===== Ausgewählter Text =====

Band Coaching und Zielstrebigkeit?

  • Nach diversen Jahren musikalischen Schaffens stehe ich nun vor einem Problem, was ich so bis jetzt noch nicht kannte:
    Ich habe eine neue Band, bis jetzt sind wir ein Quartett. Von de Vieren haben 2 Leute noch gar keine Banderfahrung. Über Ziele und Musikstil haben wir uns soweit geeinigt und die Jungs hauen mir Hammerriffs um die Ohren. Das meiste, was wir machen geht richtig nach vorne und es rockt ordentlich. Soweit das Gute an der Sache.
    Nach 2 Monaten stehe ich aber vor einem Problem: Wir kommen nicht auf den Punkt. Die Ideen sind gut und motiviert sind wir alle. Aber je mehr am Material arbeiten, desto mehr fühle ich mich wie ein kleiner Schuljunge, der nicht weiß, wie man der der Nachbarin klar macht, das man an ihr interessiert ist. Bei diversen Songs steht das Konzept, das Hauptriff ist auch da, aber auf das Gerüst würde sich kein volltrunkener Maurer trauen - es fällt immer zusammen wie ein Kartenhaus und wir hinterfragen fast jede Probe unsere Konzepte.
    Bis jetzt war das nie ein Problem, weil die meisten meiner Bands eine kreative Eigendynamik hatten, aber jetzt frage ich mich, wie man in so einer Situation Einfluss nehmen kann und die Kreativität fördern und vor allem in die richtige Bahn lenken kann, so dass auch mal ein Ergebnis bei herumkommt, was Substanz aufweist.


    Irgendwer eine Idee?

    "I'd rather eat my own shit than do a duet with James Blunt" (Paul Weller)

  • Ähnliche Situationen auch schon zur Genüge immer mal wieder erlebt:


    Zunächst: Als Drummer wirst du nur wenige Möglichkeiten haben, auf die Kreativabteilung in Sachen Harmonien/Melodien einzuwirken, es sei denn, du spielst gleichzeitig ein Harmionieinstrument oder kannst komponieren.

===== Datensätze =====

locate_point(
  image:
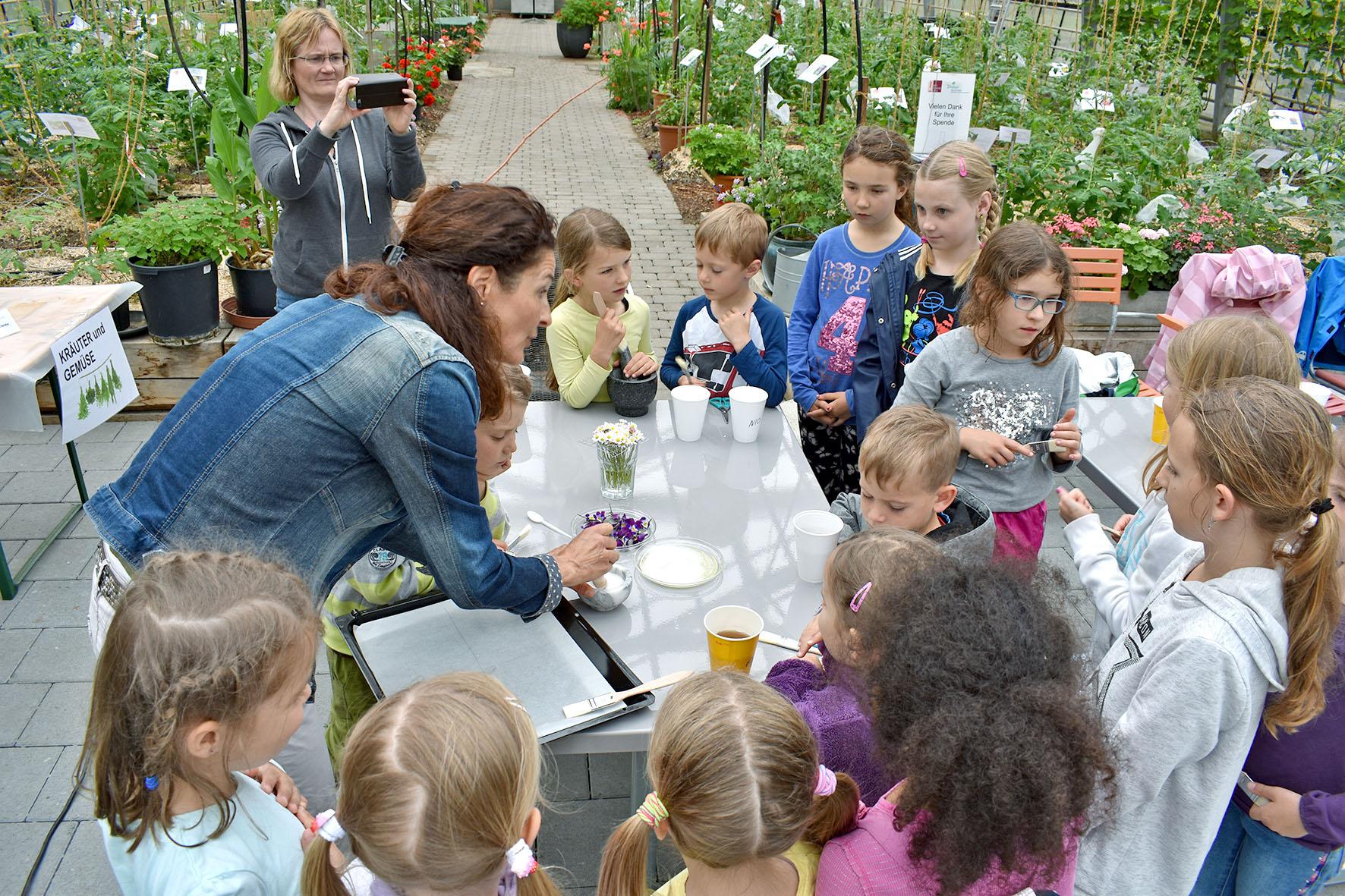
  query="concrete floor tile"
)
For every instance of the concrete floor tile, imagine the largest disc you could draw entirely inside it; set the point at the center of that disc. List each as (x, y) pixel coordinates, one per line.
(61, 718)
(26, 771)
(52, 603)
(58, 654)
(20, 841)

=====

Setze den Text über Band-Coaching und Zielstrebigkeit bitte nach seinem letzten Satz fort.

    In dieser Hinsicht bleibt einem als Drummer zunächst nur dir Möglichkeit, dafür zu sorgen, dass das, was die anderen entwickeln, entsprechend konserviert oder arrangiert wird:


    Sorge dafür, dass die Stücke konsequent zu Ende gedacht und komponiert werden. Fällt den Jungs nix ein, wie sie ein Stück komplettieren können, oder ist zwar der Grundriff da, es will sich aber einfach kein Stück ergeben, sorge dafür, dass ihr euch nicht verzettelt durch gleichzeitige Arbeit an zu vielen Stücken, sondern konzentriert Euch nach und nach auf eins nach dem anderen:


    1. Macht Euch zunächst einen festen Plan, was ihr auf der nächsten Probe spielen wollt. Aufgabe für alle muss sein, sich etwas sinnvolles für die Probe für dieses eine Stück zu überlegen. Testet dann auf er Probe die Vorschläge. Ist den Jungs zu Hause nix eingefallen, versucht etwas auf der Probe gemeinsam zu entwickeln. Tauscht Ideen aus oder aber, ist immer sinnvoll, nehmt die Parts, die ihr habt, als Grundlage für ne Jam und seht, was passiert, oftmals ergibt sich was aus dem Jam. Aber immer am Stück bleiben.


    Wenn das Stück auf diese Weise (also weder zu Hause noch auf der Probe/jammen) einfach nix werden will, packt es unter die Rubrik "Ideen", nehmt es auf, damit es bei Bedarf wieder rausgekramt werden kann. Wenn auch keine fertigen Stücke dabei rauskommen, sammelt ihr nach und nach zumindest ein Arsenal an Ideen, die sich die Jungs mal mit nach Hause nehmen können, um vielleicht was anderes zu entwicklen. Oder aber beim übernächsten Stück fehlt euch ein Part, ihr seht in euer Archiv und siehe da, ihr nehmt was aus dem Archiv, transponiert es und baut es in das neue Stück ein.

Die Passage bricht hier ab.